This exercise calls for the records to be repeated in full, exactly as written.

***

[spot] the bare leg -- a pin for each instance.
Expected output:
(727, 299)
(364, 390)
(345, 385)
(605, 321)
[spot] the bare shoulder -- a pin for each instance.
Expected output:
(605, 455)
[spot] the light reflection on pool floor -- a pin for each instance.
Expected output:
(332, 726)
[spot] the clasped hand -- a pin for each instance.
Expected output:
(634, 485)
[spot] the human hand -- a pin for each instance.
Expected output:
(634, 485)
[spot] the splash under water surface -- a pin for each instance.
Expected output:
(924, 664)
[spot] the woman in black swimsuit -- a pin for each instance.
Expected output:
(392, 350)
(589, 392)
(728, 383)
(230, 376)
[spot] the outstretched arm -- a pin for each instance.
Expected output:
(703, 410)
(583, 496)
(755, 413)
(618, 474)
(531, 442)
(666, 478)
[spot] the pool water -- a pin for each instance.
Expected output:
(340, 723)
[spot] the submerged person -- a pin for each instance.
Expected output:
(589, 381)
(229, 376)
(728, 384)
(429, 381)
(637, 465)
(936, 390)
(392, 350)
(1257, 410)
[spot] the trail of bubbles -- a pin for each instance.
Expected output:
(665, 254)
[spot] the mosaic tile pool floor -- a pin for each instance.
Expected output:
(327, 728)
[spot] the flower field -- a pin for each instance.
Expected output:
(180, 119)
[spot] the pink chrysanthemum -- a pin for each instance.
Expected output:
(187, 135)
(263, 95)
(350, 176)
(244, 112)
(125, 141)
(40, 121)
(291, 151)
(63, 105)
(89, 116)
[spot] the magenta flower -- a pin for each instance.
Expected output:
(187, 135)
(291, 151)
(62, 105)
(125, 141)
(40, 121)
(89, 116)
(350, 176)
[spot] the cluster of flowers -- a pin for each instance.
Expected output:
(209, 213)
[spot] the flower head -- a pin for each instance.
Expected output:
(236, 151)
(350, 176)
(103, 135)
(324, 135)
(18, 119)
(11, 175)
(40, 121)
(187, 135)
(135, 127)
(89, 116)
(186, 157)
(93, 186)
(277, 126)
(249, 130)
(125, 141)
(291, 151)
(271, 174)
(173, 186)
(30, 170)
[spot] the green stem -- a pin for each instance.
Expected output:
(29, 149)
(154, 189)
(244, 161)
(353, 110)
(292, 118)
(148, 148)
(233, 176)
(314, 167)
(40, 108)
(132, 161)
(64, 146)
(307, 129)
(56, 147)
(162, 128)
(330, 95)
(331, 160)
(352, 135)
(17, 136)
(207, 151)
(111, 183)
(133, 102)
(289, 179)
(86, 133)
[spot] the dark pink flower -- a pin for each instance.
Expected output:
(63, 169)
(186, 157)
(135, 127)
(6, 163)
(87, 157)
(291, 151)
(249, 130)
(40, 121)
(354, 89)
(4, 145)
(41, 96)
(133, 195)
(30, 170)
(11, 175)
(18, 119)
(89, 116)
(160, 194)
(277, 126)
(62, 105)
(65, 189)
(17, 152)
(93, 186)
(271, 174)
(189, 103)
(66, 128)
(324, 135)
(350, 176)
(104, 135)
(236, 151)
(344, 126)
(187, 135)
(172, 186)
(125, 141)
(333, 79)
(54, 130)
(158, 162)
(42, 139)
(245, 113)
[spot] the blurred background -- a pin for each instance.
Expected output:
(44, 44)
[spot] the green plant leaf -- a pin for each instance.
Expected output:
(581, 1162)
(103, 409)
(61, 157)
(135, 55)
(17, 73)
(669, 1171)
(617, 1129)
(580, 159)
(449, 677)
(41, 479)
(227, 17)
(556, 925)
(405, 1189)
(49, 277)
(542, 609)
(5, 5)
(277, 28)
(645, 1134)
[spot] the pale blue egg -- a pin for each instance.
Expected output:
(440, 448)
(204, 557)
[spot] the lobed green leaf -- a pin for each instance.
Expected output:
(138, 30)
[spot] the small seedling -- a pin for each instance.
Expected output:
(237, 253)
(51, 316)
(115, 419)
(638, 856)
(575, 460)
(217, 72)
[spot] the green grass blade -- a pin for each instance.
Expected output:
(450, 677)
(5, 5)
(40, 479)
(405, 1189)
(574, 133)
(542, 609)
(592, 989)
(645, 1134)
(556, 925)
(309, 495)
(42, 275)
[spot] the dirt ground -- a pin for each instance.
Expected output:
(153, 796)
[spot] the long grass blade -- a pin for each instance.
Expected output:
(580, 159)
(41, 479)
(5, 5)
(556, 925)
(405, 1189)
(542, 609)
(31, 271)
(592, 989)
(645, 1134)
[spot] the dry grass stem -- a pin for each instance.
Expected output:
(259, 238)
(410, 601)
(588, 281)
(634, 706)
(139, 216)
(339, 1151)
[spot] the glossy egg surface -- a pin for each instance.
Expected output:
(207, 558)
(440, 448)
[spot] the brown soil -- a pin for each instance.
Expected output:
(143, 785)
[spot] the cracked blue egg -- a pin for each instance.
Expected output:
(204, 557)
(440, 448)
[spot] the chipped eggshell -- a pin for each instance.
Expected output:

***

Task answer
[spot] the bare leg -- a pin for each instance.
Expected output:
(727, 299)
(364, 390)
(345, 385)
(605, 321)
[spot] the bare shoulder -- a pin for each instance.
Expected output:
(605, 455)
[spot] the light reflection on pool floor -- a pin for each instance.
Expected output:
(332, 726)
[spot] the clasped hand -- a pin for each instance.
Expected output:
(634, 485)
[spot] the human hand -- a pin for each instance.
Expected output:
(634, 485)
[spot] the splash under water surface -- a pin for each instance.
Expected output:
(924, 664)
[spot] the woman in black swimsuit -- a pin for each instance.
Expected output:
(392, 350)
(589, 392)
(728, 383)
(230, 376)
[spot] the outstretched arm -- a pin for each instance.
Expected output:
(703, 410)
(583, 496)
(755, 413)
(618, 474)
(531, 442)
(666, 478)
[spot] the pool water -- a pin for each instance.
Expected output:
(340, 723)
[spot] the submerged person -- a pin for each instance.
Expected output:
(589, 381)
(229, 376)
(728, 384)
(429, 381)
(637, 465)
(936, 390)
(392, 350)
(1257, 410)
[spot] the trail of bubbles -- a pin for each instance.
Expected output:
(665, 254)
[spot] the mosaic tile pool floor -- a pin for each instance.
Expected output:
(327, 728)
[spot] the flower field -- a pin for each instance.
Expected output:
(180, 119)
[spot] the pink chrysanthemum -- a pin for each instance.
Expected output:
(187, 135)
(263, 95)
(350, 176)
(244, 112)
(125, 141)
(40, 121)
(291, 151)
(63, 105)
(89, 116)
[spot] the magenta flower -- a pin for each instance.
Expected output:
(187, 135)
(291, 151)
(62, 105)
(125, 141)
(40, 121)
(89, 116)
(350, 176)
[spot] the cluster of flowers -- a pin for each instance.
Expected output:
(209, 213)
[spot] the flower head -- a pin for each instance.
Expected output:
(236, 151)
(350, 176)
(103, 135)
(324, 135)
(18, 119)
(11, 175)
(40, 121)
(187, 135)
(135, 127)
(89, 116)
(186, 157)
(93, 186)
(277, 126)
(249, 130)
(125, 141)
(291, 151)
(271, 174)
(173, 186)
(30, 170)
[spot] the green stem -- a pin for each instance.
Expected output:
(29, 149)
(154, 189)
(244, 161)
(353, 110)
(292, 118)
(148, 148)
(233, 176)
(314, 167)
(40, 108)
(132, 161)
(64, 146)
(307, 129)
(56, 147)
(162, 128)
(330, 95)
(331, 160)
(352, 135)
(17, 136)
(207, 151)
(111, 183)
(133, 102)
(289, 179)
(86, 133)
[spot] the dark pink flower -- a pin for each instance.
Expected output:
(63, 169)
(186, 157)
(135, 127)
(6, 163)
(87, 157)
(291, 151)
(249, 130)
(40, 121)
(354, 89)
(4, 145)
(41, 96)
(133, 195)
(30, 170)
(11, 175)
(18, 119)
(89, 116)
(160, 194)
(277, 126)
(62, 105)
(65, 189)
(17, 152)
(93, 186)
(271, 174)
(189, 103)
(66, 128)
(324, 135)
(350, 176)
(104, 135)
(236, 151)
(344, 126)
(187, 135)
(172, 186)
(125, 141)
(333, 79)
(54, 130)
(158, 162)
(42, 139)
(245, 113)
[spot] the blurred background -- a pin for each instance.
Expected output:
(44, 44)
[spot] the green plant leaf -- a pin for each instance.
Expected output:
(581, 1162)
(103, 409)
(61, 157)
(135, 55)
(17, 73)
(669, 1171)
(617, 1129)
(580, 159)
(449, 677)
(41, 479)
(227, 17)
(556, 925)
(405, 1189)
(49, 277)
(542, 609)
(5, 5)
(277, 28)
(645, 1134)
[spot] the pale blue egg -- a pin for each instance.
Expected output:
(440, 448)
(204, 557)
[spot] the lobed green leaf -- a pin for each instance.
Expected output:
(138, 30)
[spot] the small seedling -- a pin for each instance.
Expected output:
(237, 253)
(51, 316)
(115, 419)
(638, 856)
(575, 460)
(217, 72)
[spot] the green grass blade -- a pin for each instance.
Expected output:
(450, 677)
(5, 5)
(40, 479)
(405, 1189)
(574, 133)
(542, 609)
(592, 989)
(645, 1134)
(556, 925)
(309, 495)
(42, 275)
[spot] the dirt ground -- a pin for each instance.
Expected output:
(153, 796)
[spot] the long grass blade -- a pin for each instance.
Expected output:
(580, 159)
(41, 479)
(5, 5)
(556, 925)
(405, 1189)
(542, 609)
(31, 271)
(592, 989)
(645, 1134)
[spot] the dry grass stem -- a pin for each instance.
Expected output:
(259, 238)
(410, 601)
(588, 281)
(634, 706)
(139, 216)
(339, 1151)
[spot] the glossy egg surface -- a pin for each instance.
Expected output:
(207, 558)
(440, 448)
[spot] the brown soil -- a pin for each instance.
Expected output:
(143, 785)
[spot] the cracked blue egg -- a pin for each instance.
Expected output:
(204, 557)
(440, 448)
[spot] the chipped eggshell -- a pin for each instance.
Expected output:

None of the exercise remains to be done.